======== Items ========
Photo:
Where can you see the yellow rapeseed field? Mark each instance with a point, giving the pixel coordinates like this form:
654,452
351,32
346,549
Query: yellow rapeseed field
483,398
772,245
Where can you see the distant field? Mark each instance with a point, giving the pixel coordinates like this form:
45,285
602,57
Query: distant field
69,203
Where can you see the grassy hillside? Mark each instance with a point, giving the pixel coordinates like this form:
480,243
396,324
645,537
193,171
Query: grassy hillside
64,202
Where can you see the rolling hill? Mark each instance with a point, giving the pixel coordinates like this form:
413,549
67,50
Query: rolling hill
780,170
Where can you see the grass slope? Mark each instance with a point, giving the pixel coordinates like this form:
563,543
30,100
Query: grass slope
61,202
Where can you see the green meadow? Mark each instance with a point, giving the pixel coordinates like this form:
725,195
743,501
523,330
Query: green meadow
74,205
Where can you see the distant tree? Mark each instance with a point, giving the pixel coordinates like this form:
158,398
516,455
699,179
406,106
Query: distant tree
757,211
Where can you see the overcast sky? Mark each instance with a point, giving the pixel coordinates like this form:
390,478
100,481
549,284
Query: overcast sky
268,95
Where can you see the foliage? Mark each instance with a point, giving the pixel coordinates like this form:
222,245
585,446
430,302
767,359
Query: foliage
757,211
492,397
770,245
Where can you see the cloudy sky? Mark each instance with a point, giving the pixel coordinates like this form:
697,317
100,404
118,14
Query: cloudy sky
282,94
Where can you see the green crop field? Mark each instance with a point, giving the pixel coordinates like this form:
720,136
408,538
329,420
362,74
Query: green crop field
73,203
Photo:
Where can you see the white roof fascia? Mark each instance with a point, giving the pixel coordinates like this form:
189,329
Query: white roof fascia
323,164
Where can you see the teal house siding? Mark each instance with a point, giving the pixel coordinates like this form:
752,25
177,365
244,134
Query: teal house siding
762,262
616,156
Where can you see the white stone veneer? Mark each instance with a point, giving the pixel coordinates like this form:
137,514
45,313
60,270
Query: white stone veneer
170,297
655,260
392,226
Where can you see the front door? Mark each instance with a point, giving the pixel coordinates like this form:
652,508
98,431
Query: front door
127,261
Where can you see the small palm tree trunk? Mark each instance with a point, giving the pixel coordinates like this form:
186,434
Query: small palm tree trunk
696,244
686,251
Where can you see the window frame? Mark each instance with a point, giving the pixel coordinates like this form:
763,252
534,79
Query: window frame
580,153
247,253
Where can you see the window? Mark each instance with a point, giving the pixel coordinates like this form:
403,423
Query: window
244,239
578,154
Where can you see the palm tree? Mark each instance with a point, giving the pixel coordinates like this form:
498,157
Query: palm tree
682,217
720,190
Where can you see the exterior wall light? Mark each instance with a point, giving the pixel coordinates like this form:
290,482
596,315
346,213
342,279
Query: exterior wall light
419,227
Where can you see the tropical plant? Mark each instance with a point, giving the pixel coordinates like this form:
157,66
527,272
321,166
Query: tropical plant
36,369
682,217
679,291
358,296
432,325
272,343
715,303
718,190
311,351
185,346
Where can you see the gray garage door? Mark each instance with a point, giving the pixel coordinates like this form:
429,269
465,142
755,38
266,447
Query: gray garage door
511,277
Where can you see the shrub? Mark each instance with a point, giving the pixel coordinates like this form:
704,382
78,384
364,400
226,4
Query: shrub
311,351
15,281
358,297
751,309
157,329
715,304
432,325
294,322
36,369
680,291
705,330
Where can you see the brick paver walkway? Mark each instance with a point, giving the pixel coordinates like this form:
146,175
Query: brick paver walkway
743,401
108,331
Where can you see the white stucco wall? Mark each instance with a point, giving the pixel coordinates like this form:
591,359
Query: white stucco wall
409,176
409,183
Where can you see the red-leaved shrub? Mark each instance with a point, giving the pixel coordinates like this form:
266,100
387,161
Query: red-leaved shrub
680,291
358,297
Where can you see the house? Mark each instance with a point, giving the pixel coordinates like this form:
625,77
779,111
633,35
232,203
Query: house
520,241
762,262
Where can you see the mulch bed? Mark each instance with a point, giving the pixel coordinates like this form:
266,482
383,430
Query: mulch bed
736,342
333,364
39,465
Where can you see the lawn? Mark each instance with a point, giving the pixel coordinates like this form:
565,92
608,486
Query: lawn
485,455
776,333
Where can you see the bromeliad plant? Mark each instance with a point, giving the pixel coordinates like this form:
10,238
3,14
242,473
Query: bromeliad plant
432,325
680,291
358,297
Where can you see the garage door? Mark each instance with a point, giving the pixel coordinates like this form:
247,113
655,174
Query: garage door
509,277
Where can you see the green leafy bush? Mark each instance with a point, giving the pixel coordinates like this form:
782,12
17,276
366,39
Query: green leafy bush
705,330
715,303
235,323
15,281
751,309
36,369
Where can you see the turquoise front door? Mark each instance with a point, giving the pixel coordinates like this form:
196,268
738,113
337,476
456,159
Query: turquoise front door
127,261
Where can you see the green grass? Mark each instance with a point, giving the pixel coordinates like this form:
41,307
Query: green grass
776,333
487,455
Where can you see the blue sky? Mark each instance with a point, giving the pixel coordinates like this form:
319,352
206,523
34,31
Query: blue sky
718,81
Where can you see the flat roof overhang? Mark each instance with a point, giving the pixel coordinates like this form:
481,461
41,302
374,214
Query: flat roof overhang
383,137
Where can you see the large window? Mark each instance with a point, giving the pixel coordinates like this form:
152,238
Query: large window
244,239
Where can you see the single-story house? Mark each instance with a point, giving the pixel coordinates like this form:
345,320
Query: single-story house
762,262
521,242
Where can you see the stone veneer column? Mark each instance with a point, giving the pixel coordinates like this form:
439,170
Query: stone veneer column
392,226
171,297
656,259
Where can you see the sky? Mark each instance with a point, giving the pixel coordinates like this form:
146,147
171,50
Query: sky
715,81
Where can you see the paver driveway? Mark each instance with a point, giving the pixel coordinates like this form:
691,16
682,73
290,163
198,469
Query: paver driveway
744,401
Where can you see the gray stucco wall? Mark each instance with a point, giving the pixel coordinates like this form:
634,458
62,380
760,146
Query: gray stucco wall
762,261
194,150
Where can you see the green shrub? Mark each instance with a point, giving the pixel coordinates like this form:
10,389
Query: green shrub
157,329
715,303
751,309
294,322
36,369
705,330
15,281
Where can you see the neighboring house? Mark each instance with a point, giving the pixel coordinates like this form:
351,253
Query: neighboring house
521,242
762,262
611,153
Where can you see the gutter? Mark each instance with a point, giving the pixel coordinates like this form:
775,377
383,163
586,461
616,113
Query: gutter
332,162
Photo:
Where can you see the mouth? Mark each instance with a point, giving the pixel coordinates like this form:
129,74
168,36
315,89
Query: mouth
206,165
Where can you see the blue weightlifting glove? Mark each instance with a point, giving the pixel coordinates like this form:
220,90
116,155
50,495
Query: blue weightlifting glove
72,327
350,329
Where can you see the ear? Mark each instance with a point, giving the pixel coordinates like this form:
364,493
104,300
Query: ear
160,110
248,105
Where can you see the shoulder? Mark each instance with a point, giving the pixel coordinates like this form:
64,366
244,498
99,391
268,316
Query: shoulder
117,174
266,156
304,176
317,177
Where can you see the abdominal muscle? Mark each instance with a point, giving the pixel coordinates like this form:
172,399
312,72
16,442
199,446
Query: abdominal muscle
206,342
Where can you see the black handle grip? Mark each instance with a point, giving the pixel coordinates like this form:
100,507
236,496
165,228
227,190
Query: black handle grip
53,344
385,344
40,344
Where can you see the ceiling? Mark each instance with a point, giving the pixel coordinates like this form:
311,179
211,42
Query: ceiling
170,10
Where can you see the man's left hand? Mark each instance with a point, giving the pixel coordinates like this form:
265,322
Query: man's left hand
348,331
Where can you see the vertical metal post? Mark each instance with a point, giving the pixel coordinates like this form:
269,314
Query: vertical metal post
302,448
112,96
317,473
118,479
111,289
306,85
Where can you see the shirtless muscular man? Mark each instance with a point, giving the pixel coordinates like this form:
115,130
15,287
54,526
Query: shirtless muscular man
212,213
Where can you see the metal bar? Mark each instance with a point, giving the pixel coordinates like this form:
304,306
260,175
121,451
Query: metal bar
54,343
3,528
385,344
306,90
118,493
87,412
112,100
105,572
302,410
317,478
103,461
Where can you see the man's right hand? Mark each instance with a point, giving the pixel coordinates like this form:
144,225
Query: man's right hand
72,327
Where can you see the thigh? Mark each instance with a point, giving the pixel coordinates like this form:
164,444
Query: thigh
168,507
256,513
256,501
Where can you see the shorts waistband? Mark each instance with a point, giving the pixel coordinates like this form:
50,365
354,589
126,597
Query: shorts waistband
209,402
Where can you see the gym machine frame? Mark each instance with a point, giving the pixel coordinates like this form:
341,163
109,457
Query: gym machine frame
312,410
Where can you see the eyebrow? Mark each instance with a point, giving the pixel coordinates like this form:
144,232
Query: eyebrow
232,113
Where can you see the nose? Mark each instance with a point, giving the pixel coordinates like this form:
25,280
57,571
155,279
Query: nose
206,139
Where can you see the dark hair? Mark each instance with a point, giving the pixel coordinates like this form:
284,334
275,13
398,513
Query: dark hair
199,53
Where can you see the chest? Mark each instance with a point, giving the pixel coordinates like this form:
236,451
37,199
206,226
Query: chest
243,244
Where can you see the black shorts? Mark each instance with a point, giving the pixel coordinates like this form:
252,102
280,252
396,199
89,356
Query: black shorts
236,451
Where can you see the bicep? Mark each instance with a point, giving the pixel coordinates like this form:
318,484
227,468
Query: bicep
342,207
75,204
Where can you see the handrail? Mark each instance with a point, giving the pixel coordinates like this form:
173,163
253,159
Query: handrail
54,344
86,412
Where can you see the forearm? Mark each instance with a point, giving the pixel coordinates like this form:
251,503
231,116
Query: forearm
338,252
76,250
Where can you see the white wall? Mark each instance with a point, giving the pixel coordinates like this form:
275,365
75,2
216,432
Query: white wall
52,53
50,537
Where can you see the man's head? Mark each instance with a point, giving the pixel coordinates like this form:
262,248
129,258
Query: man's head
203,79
========
## Task objective
Rewrite the records from the line containing "Where can you see the man's head?" through the end of the records as a numbered list, leaving out any blank lines.

## Task answer
1. Where can you see the man's head? Mark each instance with a point, giving the pixel coordinates like this form:
2. 262,248
3. 129,258
4. Query: man's head
5. 203,79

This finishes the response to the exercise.